# [Exercise]
Filter the rows below and copy every line that contains the word "glass", matching case exactly.

::: Records to process

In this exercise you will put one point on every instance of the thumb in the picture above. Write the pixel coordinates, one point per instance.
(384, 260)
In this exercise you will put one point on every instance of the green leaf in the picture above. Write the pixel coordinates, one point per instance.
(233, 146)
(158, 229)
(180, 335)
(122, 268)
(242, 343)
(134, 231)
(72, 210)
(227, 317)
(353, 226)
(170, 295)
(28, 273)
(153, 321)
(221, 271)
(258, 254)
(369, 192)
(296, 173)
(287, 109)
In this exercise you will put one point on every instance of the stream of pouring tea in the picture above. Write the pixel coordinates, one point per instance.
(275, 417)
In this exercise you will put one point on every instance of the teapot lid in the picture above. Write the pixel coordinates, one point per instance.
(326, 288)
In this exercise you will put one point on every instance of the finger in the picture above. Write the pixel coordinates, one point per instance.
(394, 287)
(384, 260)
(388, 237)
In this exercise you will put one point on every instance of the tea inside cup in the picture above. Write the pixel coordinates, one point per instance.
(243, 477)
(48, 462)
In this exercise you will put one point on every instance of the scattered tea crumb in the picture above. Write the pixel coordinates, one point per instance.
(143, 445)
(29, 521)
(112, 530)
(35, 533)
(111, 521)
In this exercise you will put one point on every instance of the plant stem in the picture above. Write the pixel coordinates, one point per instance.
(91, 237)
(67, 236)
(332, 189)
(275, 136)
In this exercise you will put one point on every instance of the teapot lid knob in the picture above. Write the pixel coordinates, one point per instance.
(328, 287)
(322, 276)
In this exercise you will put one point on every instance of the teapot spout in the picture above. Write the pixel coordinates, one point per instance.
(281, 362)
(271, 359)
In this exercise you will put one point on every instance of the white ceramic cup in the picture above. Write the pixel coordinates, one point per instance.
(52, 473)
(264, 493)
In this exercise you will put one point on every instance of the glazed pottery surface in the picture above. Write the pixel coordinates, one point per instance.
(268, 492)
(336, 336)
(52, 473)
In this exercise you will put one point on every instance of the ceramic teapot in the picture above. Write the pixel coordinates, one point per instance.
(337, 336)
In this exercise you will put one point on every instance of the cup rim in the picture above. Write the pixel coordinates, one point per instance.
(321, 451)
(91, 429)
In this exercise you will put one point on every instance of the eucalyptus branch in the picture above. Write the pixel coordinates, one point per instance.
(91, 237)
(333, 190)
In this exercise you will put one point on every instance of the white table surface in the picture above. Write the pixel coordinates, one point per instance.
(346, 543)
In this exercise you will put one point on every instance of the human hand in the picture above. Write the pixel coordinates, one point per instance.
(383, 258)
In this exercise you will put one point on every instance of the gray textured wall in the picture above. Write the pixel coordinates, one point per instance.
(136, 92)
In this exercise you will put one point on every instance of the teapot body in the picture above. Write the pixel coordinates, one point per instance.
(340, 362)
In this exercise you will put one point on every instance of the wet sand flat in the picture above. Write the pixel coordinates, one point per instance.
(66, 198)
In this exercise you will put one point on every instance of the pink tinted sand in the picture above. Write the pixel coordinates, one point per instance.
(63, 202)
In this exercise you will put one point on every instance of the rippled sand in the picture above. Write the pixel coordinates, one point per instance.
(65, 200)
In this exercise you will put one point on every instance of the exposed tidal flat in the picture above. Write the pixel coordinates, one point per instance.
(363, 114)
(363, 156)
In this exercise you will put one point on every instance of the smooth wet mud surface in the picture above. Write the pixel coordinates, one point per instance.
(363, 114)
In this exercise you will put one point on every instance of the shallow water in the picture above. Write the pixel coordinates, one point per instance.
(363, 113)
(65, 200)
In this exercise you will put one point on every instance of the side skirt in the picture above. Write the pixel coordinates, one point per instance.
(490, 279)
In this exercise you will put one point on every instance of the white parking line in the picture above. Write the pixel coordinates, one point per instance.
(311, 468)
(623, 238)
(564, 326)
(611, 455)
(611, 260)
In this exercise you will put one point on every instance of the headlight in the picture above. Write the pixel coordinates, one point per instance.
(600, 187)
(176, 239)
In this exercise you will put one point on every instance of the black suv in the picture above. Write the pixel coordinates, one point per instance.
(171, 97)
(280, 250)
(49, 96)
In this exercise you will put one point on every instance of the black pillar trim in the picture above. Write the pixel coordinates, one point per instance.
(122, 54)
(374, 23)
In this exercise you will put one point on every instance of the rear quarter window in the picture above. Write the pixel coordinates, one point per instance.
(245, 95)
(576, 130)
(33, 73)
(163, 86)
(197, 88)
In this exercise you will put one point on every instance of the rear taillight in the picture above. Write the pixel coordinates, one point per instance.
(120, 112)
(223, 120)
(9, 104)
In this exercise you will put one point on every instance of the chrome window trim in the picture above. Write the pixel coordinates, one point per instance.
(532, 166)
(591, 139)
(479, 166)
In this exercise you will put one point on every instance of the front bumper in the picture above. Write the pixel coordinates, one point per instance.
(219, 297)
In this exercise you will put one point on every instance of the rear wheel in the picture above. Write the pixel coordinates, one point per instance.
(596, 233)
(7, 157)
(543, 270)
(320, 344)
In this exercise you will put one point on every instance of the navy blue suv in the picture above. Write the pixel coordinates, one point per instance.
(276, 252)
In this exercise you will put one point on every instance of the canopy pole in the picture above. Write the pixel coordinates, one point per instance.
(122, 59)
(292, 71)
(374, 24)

::::::
::: Records to process

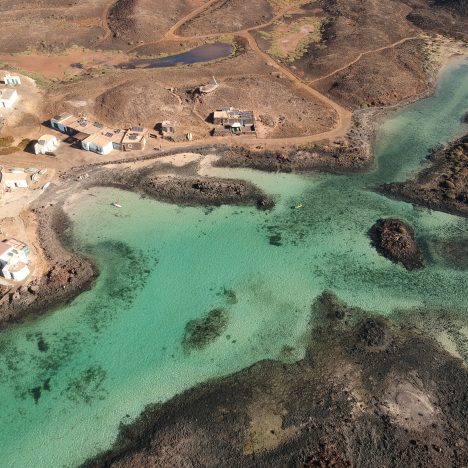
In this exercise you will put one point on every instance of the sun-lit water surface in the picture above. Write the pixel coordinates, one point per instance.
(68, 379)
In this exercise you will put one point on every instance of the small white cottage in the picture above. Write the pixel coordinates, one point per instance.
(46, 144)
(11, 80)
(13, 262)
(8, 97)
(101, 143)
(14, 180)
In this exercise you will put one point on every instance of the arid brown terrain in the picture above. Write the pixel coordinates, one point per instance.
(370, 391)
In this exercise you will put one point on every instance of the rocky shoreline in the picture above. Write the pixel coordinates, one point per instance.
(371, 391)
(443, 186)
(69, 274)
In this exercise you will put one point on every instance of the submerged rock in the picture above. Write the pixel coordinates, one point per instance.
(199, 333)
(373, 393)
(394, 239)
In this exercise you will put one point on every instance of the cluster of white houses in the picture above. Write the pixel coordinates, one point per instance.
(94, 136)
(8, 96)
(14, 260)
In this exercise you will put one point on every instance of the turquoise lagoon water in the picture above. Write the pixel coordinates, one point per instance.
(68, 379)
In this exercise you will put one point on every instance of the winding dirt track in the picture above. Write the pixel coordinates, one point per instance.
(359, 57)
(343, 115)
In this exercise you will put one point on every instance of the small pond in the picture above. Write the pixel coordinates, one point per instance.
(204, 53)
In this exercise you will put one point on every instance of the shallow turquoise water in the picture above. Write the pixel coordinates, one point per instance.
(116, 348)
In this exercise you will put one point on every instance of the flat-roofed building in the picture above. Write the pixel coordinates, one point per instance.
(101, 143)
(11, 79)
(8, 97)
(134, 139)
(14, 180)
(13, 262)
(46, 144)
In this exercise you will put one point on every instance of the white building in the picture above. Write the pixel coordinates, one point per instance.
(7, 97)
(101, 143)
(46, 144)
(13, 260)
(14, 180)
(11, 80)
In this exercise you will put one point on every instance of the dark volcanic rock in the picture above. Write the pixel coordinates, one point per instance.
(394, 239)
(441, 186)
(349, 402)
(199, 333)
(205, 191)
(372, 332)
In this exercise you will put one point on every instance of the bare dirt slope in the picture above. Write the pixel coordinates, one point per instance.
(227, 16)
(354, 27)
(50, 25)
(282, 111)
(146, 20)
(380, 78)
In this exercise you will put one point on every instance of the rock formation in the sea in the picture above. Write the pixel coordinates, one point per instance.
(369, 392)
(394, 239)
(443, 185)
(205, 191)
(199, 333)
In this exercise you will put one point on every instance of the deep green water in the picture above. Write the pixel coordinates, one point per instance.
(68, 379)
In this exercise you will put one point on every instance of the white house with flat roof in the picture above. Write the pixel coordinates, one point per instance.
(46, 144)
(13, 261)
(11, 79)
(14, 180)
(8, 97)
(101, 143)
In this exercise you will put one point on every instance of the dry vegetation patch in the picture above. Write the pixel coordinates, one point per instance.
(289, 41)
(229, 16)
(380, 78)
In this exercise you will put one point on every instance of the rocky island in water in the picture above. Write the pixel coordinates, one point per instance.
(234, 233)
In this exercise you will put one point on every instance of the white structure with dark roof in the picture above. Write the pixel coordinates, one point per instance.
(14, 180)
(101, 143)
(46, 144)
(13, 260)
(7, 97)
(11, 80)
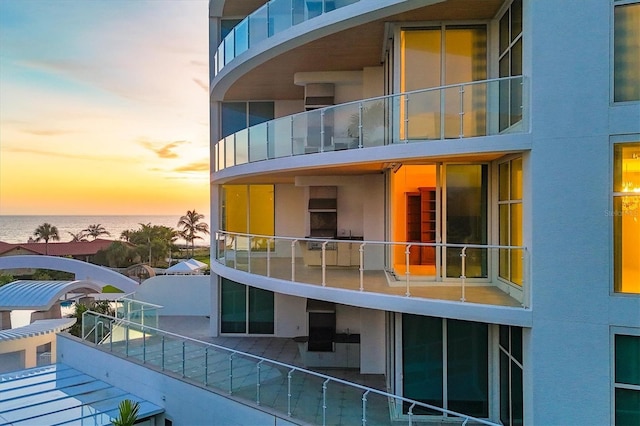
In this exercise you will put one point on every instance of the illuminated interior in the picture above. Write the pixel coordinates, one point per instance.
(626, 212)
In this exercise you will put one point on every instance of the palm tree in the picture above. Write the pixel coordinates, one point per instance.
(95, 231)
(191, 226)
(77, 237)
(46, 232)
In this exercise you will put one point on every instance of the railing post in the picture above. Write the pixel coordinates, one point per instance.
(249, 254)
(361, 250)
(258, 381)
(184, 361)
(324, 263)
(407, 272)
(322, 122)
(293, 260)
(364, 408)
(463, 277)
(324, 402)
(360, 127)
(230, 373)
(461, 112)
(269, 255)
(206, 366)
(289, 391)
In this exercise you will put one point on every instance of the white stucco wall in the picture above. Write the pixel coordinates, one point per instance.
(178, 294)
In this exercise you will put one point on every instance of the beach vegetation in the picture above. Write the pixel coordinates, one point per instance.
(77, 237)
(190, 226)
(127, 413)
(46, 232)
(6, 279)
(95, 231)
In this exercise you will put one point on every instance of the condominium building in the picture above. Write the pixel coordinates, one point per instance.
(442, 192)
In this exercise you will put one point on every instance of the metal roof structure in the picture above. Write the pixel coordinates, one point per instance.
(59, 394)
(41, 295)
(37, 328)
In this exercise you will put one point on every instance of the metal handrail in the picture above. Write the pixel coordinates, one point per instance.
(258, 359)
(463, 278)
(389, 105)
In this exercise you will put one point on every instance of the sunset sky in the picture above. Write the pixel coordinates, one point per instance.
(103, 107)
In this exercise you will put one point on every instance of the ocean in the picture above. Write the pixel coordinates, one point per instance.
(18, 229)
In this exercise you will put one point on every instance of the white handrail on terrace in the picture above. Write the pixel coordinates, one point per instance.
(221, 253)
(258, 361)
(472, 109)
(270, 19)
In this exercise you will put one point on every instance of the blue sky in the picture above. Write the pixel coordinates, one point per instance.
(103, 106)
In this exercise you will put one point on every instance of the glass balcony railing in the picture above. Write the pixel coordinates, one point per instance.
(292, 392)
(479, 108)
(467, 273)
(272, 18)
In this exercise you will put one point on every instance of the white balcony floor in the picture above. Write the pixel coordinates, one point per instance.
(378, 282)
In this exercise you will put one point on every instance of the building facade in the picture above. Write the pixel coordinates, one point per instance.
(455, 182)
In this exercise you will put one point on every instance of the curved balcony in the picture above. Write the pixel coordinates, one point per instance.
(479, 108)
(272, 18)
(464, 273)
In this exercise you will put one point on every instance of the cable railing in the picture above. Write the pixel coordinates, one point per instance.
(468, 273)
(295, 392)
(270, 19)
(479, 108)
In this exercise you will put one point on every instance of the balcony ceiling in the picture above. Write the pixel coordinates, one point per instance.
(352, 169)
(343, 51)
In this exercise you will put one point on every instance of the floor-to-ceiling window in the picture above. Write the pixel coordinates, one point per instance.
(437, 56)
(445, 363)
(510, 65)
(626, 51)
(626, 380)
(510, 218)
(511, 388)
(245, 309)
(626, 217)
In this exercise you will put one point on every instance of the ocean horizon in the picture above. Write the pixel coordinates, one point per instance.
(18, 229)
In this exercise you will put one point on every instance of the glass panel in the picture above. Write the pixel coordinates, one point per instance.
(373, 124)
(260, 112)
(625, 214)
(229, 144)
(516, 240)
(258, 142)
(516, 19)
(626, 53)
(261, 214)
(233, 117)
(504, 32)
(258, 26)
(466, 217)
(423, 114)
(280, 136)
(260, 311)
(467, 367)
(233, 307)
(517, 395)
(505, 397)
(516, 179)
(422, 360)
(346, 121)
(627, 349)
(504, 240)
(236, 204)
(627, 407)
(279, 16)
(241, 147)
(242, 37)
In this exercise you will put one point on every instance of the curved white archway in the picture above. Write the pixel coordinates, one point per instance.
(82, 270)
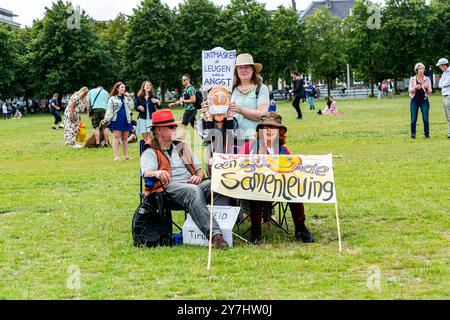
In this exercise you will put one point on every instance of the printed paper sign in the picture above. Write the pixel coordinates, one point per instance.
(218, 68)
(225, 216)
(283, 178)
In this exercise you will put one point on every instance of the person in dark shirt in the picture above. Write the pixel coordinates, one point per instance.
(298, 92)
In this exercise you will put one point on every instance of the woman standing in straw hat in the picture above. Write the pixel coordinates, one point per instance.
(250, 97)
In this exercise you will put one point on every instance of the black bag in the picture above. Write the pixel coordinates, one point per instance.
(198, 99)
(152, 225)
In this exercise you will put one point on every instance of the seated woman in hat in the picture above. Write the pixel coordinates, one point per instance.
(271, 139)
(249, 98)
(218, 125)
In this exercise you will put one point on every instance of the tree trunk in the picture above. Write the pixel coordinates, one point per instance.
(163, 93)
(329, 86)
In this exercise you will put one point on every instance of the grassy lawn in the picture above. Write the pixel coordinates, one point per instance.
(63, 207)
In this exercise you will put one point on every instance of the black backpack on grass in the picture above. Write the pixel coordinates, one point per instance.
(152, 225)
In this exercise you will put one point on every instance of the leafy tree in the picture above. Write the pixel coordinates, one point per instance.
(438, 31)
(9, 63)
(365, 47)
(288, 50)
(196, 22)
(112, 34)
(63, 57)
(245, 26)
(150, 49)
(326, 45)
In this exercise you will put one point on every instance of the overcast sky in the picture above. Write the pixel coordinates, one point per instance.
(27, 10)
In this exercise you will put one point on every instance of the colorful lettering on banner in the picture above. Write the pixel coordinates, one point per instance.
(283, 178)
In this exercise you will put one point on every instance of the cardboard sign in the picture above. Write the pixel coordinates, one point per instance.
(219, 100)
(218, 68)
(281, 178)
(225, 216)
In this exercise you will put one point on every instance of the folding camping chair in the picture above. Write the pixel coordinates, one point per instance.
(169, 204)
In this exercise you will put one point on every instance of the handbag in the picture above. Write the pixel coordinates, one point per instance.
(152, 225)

::::::

# [Result for this exercise]
In this exercise you will put one point on every instance of the glass balcony railing in the picture above. Write the pixel coordinates, one point per instance.
In this exercise you will put one point on every instance of the glass panel in the picture above. Write the pixel coordinates, one point per instance.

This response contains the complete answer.